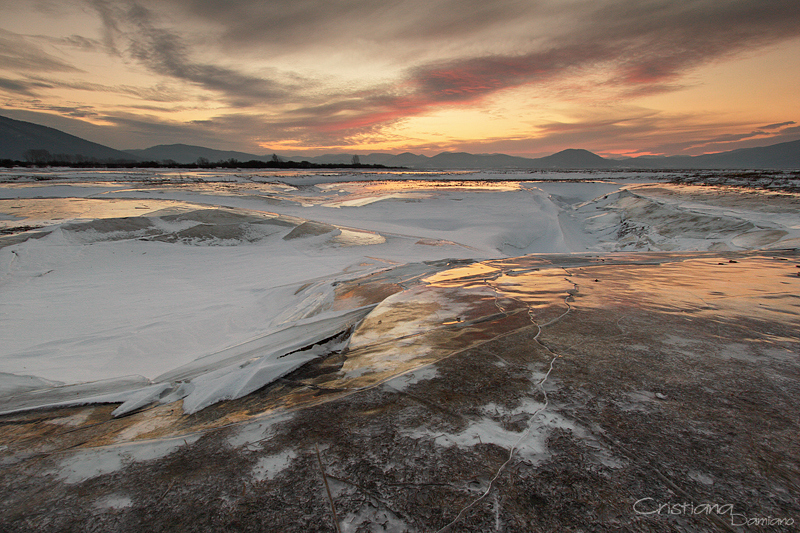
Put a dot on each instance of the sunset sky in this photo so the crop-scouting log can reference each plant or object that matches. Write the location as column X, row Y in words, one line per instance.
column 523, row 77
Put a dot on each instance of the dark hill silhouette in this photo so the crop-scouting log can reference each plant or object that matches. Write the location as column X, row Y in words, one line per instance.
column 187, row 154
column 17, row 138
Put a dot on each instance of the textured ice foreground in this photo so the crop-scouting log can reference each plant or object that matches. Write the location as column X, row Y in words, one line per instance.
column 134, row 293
━━━
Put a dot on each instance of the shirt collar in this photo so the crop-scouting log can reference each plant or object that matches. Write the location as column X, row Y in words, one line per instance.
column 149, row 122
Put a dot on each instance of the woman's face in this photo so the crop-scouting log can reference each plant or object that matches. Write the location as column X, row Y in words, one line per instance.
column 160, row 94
━━━
INSTRUCTIONS TO FOLLOW
Retype everything from the line containing "Put a dot on each instance of the sunset" down to the line containing "column 134, row 293", with both of those lines included.

EXERCISE OUTPUT
Put a dot on each instance of the sunset sky in this photo so the crop-scouting log can reference each plant or object that matches. Write the location as column X, row Y in words, one line per instance.
column 523, row 77
Put a dot on each instance of the dark hill silhouette in this photo so the crop-scouting log can reference each plant or object that matches. Write the location as column X, row Y in words, one line per instance.
column 187, row 154
column 17, row 138
Put a dot on each instance of the textured ice foreground in this photo so the crop-scouting log can reference each plant or object that matches. Write the location as column X, row Y in words, one line per instance.
column 134, row 293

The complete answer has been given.